▶ _Problem to work on_: Display every line of the listing below that contains the word "distant", copying each one in full.

* * * * * * *

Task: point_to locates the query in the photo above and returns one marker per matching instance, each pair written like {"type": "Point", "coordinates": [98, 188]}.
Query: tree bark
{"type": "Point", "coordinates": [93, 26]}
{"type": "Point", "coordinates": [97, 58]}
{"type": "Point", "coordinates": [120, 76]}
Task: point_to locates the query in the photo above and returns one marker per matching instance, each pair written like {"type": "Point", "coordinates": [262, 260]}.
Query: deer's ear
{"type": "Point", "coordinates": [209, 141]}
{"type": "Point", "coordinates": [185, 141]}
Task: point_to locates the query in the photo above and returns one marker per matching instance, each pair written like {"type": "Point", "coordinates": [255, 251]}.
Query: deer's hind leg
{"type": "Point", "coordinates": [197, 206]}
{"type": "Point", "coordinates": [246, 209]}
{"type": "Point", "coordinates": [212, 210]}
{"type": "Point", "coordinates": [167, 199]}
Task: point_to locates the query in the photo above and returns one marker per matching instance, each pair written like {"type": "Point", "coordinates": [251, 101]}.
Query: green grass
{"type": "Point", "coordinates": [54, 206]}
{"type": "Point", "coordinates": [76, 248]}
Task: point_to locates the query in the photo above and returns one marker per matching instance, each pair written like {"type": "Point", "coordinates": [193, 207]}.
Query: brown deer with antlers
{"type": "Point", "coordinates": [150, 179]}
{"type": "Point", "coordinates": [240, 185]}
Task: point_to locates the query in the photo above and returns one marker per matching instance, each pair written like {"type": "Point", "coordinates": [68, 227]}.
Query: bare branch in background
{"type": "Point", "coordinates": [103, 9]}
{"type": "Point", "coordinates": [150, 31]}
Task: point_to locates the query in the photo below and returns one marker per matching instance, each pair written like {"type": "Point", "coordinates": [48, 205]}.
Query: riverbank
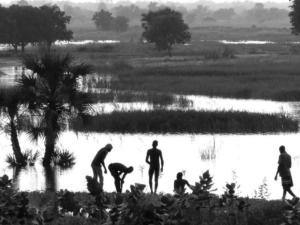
{"type": "Point", "coordinates": [137, 207]}
{"type": "Point", "coordinates": [164, 121]}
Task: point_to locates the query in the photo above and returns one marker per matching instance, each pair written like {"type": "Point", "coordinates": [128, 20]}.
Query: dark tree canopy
{"type": "Point", "coordinates": [54, 25]}
{"type": "Point", "coordinates": [295, 16]}
{"type": "Point", "coordinates": [165, 28]}
{"type": "Point", "coordinates": [105, 21]}
{"type": "Point", "coordinates": [120, 23]}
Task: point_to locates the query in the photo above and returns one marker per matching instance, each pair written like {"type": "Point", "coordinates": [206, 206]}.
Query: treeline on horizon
{"type": "Point", "coordinates": [202, 13]}
{"type": "Point", "coordinates": [21, 25]}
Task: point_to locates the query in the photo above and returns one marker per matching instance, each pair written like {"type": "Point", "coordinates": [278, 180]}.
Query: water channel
{"type": "Point", "coordinates": [248, 160]}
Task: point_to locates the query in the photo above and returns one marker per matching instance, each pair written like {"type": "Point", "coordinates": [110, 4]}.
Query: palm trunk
{"type": "Point", "coordinates": [50, 137]}
{"type": "Point", "coordinates": [49, 150]}
{"type": "Point", "coordinates": [15, 144]}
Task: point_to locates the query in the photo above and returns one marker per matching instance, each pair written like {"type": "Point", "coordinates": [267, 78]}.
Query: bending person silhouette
{"type": "Point", "coordinates": [284, 165]}
{"type": "Point", "coordinates": [180, 183]}
{"type": "Point", "coordinates": [153, 157]}
{"type": "Point", "coordinates": [98, 161]}
{"type": "Point", "coordinates": [116, 170]}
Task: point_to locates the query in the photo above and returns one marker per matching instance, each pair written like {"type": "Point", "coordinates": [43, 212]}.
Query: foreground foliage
{"type": "Point", "coordinates": [135, 207]}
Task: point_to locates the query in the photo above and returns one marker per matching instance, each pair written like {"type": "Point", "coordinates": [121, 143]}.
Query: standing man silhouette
{"type": "Point", "coordinates": [98, 161]}
{"type": "Point", "coordinates": [284, 166]}
{"type": "Point", "coordinates": [153, 157]}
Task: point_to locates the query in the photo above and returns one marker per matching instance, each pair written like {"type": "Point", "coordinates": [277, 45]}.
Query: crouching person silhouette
{"type": "Point", "coordinates": [98, 162]}
{"type": "Point", "coordinates": [116, 170]}
{"type": "Point", "coordinates": [179, 184]}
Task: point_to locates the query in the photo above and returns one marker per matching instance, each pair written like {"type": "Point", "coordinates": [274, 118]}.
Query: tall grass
{"type": "Point", "coordinates": [157, 99]}
{"type": "Point", "coordinates": [162, 121]}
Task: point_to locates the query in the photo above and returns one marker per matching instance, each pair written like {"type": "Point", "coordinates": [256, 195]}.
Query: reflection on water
{"type": "Point", "coordinates": [85, 42]}
{"type": "Point", "coordinates": [10, 74]}
{"type": "Point", "coordinates": [247, 159]}
{"type": "Point", "coordinates": [246, 42]}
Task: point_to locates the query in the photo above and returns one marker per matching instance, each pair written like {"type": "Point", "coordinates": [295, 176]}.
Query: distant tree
{"type": "Point", "coordinates": [22, 3]}
{"type": "Point", "coordinates": [224, 14]}
{"type": "Point", "coordinates": [165, 28]}
{"type": "Point", "coordinates": [257, 13]}
{"type": "Point", "coordinates": [120, 23]}
{"type": "Point", "coordinates": [103, 20]}
{"type": "Point", "coordinates": [295, 16]}
{"type": "Point", "coordinates": [53, 25]}
{"type": "Point", "coordinates": [22, 23]}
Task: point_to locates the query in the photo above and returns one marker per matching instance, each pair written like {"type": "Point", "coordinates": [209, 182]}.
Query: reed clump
{"type": "Point", "coordinates": [164, 121]}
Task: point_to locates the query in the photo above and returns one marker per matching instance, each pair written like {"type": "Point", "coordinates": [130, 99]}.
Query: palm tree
{"type": "Point", "coordinates": [10, 102]}
{"type": "Point", "coordinates": [51, 89]}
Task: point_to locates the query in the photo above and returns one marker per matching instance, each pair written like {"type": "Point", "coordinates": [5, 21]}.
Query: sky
{"type": "Point", "coordinates": [182, 1]}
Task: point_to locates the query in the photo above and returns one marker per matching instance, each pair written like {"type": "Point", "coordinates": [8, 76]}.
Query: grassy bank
{"type": "Point", "coordinates": [259, 212]}
{"type": "Point", "coordinates": [162, 121]}
{"type": "Point", "coordinates": [135, 207]}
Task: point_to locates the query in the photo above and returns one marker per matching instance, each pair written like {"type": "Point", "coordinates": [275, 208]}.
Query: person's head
{"type": "Point", "coordinates": [154, 143]}
{"type": "Point", "coordinates": [179, 176]}
{"type": "Point", "coordinates": [129, 169]}
{"type": "Point", "coordinates": [282, 149]}
{"type": "Point", "coordinates": [108, 147]}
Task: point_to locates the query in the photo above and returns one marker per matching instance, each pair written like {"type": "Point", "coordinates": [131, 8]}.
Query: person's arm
{"type": "Point", "coordinates": [147, 157]}
{"type": "Point", "coordinates": [276, 173]}
{"type": "Point", "coordinates": [124, 175]}
{"type": "Point", "coordinates": [279, 161]}
{"type": "Point", "coordinates": [103, 164]}
{"type": "Point", "coordinates": [188, 184]}
{"type": "Point", "coordinates": [162, 162]}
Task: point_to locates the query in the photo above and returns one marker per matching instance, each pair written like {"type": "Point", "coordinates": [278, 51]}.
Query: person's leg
{"type": "Point", "coordinates": [156, 178]}
{"type": "Point", "coordinates": [151, 171]}
{"type": "Point", "coordinates": [118, 183]}
{"type": "Point", "coordinates": [284, 194]}
{"type": "Point", "coordinates": [94, 173]}
{"type": "Point", "coordinates": [100, 174]}
{"type": "Point", "coordinates": [291, 192]}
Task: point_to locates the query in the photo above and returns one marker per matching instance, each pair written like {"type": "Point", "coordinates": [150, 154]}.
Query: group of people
{"type": "Point", "coordinates": [156, 164]}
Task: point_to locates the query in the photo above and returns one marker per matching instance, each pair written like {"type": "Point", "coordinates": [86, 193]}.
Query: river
{"type": "Point", "coordinates": [248, 160]}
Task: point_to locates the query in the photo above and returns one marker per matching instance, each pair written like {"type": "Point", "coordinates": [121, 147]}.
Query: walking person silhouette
{"type": "Point", "coordinates": [98, 161]}
{"type": "Point", "coordinates": [154, 159]}
{"type": "Point", "coordinates": [116, 170]}
{"type": "Point", "coordinates": [284, 165]}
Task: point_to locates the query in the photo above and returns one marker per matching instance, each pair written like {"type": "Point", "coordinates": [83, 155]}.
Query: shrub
{"type": "Point", "coordinates": [14, 209]}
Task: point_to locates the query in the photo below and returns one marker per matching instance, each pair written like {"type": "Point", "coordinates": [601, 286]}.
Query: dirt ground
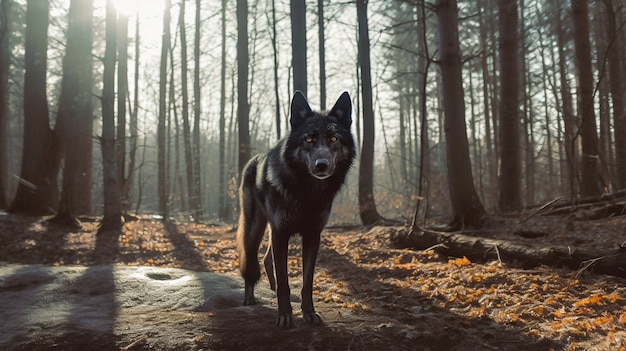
{"type": "Point", "coordinates": [371, 295]}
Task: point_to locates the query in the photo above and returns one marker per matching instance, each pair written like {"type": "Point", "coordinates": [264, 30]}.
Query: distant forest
{"type": "Point", "coordinates": [461, 110]}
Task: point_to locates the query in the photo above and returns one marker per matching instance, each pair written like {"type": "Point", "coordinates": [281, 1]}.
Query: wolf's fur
{"type": "Point", "coordinates": [292, 188]}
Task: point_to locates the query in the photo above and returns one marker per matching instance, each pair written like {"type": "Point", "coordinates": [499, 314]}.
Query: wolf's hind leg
{"type": "Point", "coordinates": [252, 225]}
{"type": "Point", "coordinates": [268, 262]}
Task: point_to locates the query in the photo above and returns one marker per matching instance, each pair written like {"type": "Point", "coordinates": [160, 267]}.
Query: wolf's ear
{"type": "Point", "coordinates": [343, 110]}
{"type": "Point", "coordinates": [300, 109]}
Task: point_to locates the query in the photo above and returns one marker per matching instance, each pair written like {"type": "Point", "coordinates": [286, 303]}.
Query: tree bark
{"type": "Point", "coordinates": [112, 219]}
{"type": "Point", "coordinates": [298, 45]}
{"type": "Point", "coordinates": [75, 114]}
{"type": "Point", "coordinates": [528, 255]}
{"type": "Point", "coordinates": [161, 147]}
{"type": "Point", "coordinates": [5, 65]}
{"type": "Point", "coordinates": [185, 109]}
{"type": "Point", "coordinates": [322, 53]}
{"type": "Point", "coordinates": [569, 118]}
{"type": "Point", "coordinates": [367, 205]}
{"type": "Point", "coordinates": [616, 86]}
{"type": "Point", "coordinates": [37, 192]}
{"type": "Point", "coordinates": [590, 182]}
{"type": "Point", "coordinates": [122, 93]}
{"type": "Point", "coordinates": [242, 83]}
{"type": "Point", "coordinates": [510, 162]}
{"type": "Point", "coordinates": [278, 112]}
{"type": "Point", "coordinates": [467, 208]}
{"type": "Point", "coordinates": [197, 111]}
{"type": "Point", "coordinates": [223, 187]}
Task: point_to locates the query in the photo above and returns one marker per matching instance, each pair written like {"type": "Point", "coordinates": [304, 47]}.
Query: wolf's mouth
{"type": "Point", "coordinates": [321, 176]}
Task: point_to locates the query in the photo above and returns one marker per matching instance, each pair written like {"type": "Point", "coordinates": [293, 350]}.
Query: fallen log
{"type": "Point", "coordinates": [612, 262]}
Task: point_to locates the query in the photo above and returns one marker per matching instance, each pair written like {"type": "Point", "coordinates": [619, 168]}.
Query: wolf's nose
{"type": "Point", "coordinates": [321, 165]}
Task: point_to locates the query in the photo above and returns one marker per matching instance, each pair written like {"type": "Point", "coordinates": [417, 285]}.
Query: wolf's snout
{"type": "Point", "coordinates": [321, 165]}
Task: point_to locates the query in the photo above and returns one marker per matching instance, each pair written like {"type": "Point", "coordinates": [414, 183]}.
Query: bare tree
{"type": "Point", "coordinates": [75, 113]}
{"type": "Point", "coordinates": [322, 52]}
{"type": "Point", "coordinates": [616, 78]}
{"type": "Point", "coordinates": [197, 110]}
{"type": "Point", "coordinates": [510, 162]}
{"type": "Point", "coordinates": [122, 94]}
{"type": "Point", "coordinates": [112, 219]}
{"type": "Point", "coordinates": [298, 45]}
{"type": "Point", "coordinates": [222, 186]}
{"type": "Point", "coordinates": [243, 110]}
{"type": "Point", "coordinates": [367, 205]}
{"type": "Point", "coordinates": [5, 65]}
{"type": "Point", "coordinates": [467, 207]}
{"type": "Point", "coordinates": [37, 192]}
{"type": "Point", "coordinates": [590, 182]}
{"type": "Point", "coordinates": [161, 147]}
{"type": "Point", "coordinates": [185, 109]}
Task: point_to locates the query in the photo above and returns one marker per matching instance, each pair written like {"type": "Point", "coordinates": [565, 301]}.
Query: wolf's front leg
{"type": "Point", "coordinates": [310, 248]}
{"type": "Point", "coordinates": [280, 246]}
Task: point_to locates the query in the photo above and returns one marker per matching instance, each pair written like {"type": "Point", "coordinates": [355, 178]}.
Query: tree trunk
{"type": "Point", "coordinates": [242, 83]}
{"type": "Point", "coordinates": [5, 65]}
{"type": "Point", "coordinates": [510, 162]}
{"type": "Point", "coordinates": [569, 118]}
{"type": "Point", "coordinates": [122, 93]}
{"type": "Point", "coordinates": [298, 45]}
{"type": "Point", "coordinates": [616, 77]}
{"type": "Point", "coordinates": [75, 114]}
{"type": "Point", "coordinates": [467, 209]}
{"type": "Point", "coordinates": [37, 192]}
{"type": "Point", "coordinates": [367, 205]}
{"type": "Point", "coordinates": [223, 186]}
{"type": "Point", "coordinates": [112, 219]}
{"type": "Point", "coordinates": [185, 109]}
{"type": "Point", "coordinates": [197, 110]}
{"type": "Point", "coordinates": [590, 182]}
{"type": "Point", "coordinates": [490, 162]}
{"type": "Point", "coordinates": [133, 125]}
{"type": "Point", "coordinates": [321, 38]}
{"type": "Point", "coordinates": [275, 54]}
{"type": "Point", "coordinates": [161, 148]}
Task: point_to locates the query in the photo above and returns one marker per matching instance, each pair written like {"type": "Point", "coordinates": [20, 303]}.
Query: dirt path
{"type": "Point", "coordinates": [371, 296]}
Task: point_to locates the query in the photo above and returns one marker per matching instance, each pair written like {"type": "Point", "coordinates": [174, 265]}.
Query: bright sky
{"type": "Point", "coordinates": [145, 8]}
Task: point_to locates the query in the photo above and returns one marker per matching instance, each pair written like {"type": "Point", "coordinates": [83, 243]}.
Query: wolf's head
{"type": "Point", "coordinates": [322, 140]}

* * * * * * *

▶ _Exercise result_:
Query: distant tree
Query: distant forest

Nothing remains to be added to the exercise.